-- START Text shown --

Admiral Bull Halsey himself broke a stern War College edict — the one against committing capital ships in restricted waters. Gambling the future of the cut-off troops on Guadalcanal on one final roll of the dice, Halsey dispatched into the Slot his two remaining fast battleships, the USS South Dakota and the USS Washington, escorted by the only four destroyers with enough fuel in their bunkers to get them there and back.

In command of the 28-knot battlewagons was the right man at the right pla4ce, gunnery expert Rear Adm. Willis A. “Ching Chong China” Lee. Lee’s flag flew aboard the Washington, in turn commanded by Captain Glenn Davis.

Lee was a nut for gunnery drills. “He tested every gunnery-book rule with exercises,” Lippman writes, “and ordered gunnery drills under odd conditions — turret firing with relief crews, anything that might simulate the freakishness of battle.”

As it turned out, the American destroyers need not have worried about carrying enough fuel to get home. By 11 p.m. on Nov. 13, outnumbered better than three-to-one by a massive Japanese task force driving down from the northwest, every one of the four American destroyers had been shot up, sunk, or set aflame, while the South Dakota — known throughout the fleet as a jinx ship — managed to damage some lesser Japanese vessels but continued to be plagued with electrical and fire control problems.

“Washington was now the only intact ship left in the force,” Lippman writes. “In fact, at that moment Washington was the entire U.S. Pacific Fleet. She was the only barrier between (Admiral) Kondo’s ships and Guadalcanal. If this one ship did not stop 14 Japanese ships right then and there, America might lose the war. …

On Washington’s bridge, Lieutenant Ray Hunter still had the conn. He had just heard that South Dakota had gone off the air and had seen (destroyers) Walke and Preston “blow sky high.” Dead ahead lay their burning wreckage, while hundreds of men were swimming in the water and Japanese ships were racing in.

“Hunter had to do something. The course he took now could decide the war. ‘Come left,’ he said, and Washington straightened out on a course parallel to the one on which she (had been) steaming. Washington’s rudder change put the burning destroyers between her and the enemy, preventing her from being silhouetted by their fires.

-- END Text shown --
-- START Extracted records --

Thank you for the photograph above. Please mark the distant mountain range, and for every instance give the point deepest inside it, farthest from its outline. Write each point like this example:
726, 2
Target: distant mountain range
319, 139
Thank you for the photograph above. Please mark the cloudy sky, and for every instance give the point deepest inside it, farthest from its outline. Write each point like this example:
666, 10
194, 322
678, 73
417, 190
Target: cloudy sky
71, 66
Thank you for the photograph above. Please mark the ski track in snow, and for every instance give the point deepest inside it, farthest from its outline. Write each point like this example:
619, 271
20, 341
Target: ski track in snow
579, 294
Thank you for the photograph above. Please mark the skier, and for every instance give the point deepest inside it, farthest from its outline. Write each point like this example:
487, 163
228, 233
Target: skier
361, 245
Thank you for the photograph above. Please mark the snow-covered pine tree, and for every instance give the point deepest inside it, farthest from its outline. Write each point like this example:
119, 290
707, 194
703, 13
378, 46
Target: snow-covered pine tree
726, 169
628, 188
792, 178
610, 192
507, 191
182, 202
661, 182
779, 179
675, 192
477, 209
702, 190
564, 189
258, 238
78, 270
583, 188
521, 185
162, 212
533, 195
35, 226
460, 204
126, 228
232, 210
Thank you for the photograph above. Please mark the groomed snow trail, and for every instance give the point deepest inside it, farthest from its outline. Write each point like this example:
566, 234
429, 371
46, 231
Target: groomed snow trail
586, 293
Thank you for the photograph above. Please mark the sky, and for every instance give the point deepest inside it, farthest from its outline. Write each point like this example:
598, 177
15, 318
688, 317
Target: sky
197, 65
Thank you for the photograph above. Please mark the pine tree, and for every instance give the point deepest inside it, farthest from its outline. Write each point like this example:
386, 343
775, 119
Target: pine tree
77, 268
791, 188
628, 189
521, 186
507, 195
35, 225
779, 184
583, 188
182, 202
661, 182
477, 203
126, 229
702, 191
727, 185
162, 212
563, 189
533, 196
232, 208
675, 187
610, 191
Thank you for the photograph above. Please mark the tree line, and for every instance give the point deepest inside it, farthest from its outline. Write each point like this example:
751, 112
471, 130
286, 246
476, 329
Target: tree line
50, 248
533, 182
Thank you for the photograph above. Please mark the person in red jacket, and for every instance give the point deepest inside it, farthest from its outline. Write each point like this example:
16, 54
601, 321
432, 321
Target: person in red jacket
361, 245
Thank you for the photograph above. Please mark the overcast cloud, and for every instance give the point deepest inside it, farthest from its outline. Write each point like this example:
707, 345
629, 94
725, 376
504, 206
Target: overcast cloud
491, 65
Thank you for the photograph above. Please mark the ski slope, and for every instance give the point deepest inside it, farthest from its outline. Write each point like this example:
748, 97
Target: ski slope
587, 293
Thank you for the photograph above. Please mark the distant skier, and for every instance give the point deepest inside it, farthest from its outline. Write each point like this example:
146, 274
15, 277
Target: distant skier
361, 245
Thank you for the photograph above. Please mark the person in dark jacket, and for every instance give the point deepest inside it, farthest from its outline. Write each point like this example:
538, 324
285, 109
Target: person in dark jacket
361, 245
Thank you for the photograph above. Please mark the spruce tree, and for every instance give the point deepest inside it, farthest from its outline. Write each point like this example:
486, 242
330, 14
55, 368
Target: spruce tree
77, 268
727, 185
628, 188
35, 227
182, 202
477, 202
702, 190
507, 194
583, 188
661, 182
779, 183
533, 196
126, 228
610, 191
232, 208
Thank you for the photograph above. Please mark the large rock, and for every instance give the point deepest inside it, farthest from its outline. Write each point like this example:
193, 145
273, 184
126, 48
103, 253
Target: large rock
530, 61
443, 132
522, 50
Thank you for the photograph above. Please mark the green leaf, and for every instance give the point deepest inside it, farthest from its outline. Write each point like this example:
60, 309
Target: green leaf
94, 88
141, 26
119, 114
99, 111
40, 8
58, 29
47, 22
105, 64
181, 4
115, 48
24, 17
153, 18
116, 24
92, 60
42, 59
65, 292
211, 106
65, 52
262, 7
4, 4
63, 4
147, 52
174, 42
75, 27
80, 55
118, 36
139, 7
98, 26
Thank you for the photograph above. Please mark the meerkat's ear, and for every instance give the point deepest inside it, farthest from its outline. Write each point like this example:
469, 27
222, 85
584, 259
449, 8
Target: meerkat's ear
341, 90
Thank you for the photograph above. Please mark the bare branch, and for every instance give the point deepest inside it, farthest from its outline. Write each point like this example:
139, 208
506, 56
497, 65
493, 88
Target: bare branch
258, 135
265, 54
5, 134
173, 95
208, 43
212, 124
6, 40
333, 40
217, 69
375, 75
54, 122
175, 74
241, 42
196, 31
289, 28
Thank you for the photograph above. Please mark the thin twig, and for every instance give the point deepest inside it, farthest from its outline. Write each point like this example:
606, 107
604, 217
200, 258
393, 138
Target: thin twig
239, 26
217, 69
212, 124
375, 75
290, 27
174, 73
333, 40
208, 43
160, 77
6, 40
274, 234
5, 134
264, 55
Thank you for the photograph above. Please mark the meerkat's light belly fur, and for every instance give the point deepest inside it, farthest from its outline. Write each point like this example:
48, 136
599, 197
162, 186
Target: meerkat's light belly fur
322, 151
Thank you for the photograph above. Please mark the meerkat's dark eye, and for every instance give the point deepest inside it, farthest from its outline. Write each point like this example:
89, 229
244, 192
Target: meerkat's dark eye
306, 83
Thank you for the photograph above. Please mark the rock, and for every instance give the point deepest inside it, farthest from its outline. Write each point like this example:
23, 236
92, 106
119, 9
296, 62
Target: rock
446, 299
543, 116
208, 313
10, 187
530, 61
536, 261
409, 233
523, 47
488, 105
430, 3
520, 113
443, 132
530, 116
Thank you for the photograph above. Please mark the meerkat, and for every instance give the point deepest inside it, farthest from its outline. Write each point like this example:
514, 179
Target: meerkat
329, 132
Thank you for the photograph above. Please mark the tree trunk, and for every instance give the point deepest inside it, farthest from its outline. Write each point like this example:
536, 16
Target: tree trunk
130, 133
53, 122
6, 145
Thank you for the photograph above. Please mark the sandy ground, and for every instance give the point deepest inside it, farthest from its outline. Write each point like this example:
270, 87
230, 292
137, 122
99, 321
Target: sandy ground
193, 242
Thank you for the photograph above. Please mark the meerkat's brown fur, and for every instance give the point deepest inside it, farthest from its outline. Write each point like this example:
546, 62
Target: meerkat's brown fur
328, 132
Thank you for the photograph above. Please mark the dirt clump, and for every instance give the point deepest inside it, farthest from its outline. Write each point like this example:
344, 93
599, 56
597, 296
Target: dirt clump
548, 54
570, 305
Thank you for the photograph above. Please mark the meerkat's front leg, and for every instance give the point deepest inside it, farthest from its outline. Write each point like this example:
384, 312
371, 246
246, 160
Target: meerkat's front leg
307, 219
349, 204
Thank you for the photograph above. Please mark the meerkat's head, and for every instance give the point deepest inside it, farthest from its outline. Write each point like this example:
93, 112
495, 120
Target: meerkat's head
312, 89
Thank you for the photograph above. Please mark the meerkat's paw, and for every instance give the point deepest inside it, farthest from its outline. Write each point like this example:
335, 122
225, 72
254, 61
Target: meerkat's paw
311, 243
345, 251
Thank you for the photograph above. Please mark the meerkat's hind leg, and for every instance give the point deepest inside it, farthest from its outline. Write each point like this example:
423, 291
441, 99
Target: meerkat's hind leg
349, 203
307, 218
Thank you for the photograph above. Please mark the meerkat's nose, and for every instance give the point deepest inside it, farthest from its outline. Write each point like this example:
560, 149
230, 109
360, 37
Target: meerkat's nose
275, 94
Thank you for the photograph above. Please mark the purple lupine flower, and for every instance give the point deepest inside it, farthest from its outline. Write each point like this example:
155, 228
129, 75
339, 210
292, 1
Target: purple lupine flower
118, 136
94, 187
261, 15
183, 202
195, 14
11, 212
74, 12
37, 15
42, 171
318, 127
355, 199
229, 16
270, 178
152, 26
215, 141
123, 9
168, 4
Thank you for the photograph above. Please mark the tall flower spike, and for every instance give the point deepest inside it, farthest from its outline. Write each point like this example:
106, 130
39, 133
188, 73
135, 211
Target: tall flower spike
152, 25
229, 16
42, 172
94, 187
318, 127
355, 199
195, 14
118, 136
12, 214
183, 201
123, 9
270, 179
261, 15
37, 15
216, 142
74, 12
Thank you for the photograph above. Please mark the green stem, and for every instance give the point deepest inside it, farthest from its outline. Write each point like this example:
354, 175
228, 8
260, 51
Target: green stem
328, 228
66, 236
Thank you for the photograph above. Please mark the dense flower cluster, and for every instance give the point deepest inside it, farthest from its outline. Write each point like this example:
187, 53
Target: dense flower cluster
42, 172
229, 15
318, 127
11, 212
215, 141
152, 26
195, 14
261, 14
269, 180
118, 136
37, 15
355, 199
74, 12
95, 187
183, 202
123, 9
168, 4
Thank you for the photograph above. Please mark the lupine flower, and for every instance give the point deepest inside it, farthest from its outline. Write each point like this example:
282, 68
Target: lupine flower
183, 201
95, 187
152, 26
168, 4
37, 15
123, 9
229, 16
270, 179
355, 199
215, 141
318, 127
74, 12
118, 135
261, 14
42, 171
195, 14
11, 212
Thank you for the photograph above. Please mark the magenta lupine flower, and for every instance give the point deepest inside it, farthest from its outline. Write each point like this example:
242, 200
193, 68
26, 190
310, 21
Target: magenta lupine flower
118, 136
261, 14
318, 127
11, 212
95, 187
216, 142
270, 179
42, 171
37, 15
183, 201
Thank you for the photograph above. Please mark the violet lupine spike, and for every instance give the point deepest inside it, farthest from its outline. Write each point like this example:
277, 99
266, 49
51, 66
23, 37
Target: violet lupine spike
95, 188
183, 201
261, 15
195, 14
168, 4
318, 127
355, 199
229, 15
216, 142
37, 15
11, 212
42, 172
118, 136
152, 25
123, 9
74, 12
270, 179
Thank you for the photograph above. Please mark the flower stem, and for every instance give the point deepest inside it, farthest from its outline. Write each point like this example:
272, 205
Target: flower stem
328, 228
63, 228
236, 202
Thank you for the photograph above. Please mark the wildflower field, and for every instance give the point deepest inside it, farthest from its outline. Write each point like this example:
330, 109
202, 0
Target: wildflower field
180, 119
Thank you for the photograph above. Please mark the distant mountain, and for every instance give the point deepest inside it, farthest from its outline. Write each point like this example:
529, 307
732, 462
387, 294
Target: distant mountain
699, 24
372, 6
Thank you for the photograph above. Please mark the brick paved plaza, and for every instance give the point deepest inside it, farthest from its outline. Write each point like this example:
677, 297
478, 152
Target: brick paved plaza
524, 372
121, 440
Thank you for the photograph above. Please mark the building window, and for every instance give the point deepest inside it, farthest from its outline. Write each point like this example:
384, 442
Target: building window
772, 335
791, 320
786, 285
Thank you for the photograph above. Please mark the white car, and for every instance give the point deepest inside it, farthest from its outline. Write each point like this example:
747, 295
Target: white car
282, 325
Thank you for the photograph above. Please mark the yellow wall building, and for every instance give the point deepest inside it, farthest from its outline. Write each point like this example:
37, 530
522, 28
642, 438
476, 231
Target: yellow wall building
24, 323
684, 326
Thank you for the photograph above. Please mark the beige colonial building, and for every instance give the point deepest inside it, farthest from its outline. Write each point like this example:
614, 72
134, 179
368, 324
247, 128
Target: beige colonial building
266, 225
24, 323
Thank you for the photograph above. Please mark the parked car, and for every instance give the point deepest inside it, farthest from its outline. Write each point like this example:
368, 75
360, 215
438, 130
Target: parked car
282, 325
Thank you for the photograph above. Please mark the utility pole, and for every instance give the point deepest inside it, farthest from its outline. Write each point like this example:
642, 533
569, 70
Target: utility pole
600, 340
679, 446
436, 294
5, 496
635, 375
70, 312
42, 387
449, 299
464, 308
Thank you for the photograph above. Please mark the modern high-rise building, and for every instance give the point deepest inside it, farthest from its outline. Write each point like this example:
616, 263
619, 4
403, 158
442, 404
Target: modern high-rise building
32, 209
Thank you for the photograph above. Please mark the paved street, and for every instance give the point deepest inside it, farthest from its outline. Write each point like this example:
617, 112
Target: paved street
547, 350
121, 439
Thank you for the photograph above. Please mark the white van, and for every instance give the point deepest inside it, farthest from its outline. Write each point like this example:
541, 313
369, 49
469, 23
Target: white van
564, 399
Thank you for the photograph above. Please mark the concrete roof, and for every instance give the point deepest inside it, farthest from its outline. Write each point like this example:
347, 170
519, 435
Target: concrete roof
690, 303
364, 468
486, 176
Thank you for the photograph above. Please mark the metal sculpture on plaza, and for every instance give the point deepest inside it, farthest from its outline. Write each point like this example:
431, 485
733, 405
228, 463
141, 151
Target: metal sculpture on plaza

-- END Extracted records --

Brief 1: In the passage about the naval battle off Guadalcanal, who commanded the Washington?
Brief 2: Pick out every line of the entries that contains the string "trail", matching case exactly.

Complete output 1: Captain Glenn Davis

Complete output 2:
Thank you for the photograph above. Please mark the groomed snow trail, and for every instance give the point deepest inside it, farthest from its outline. Write each point like this example:
Target: groomed snow trail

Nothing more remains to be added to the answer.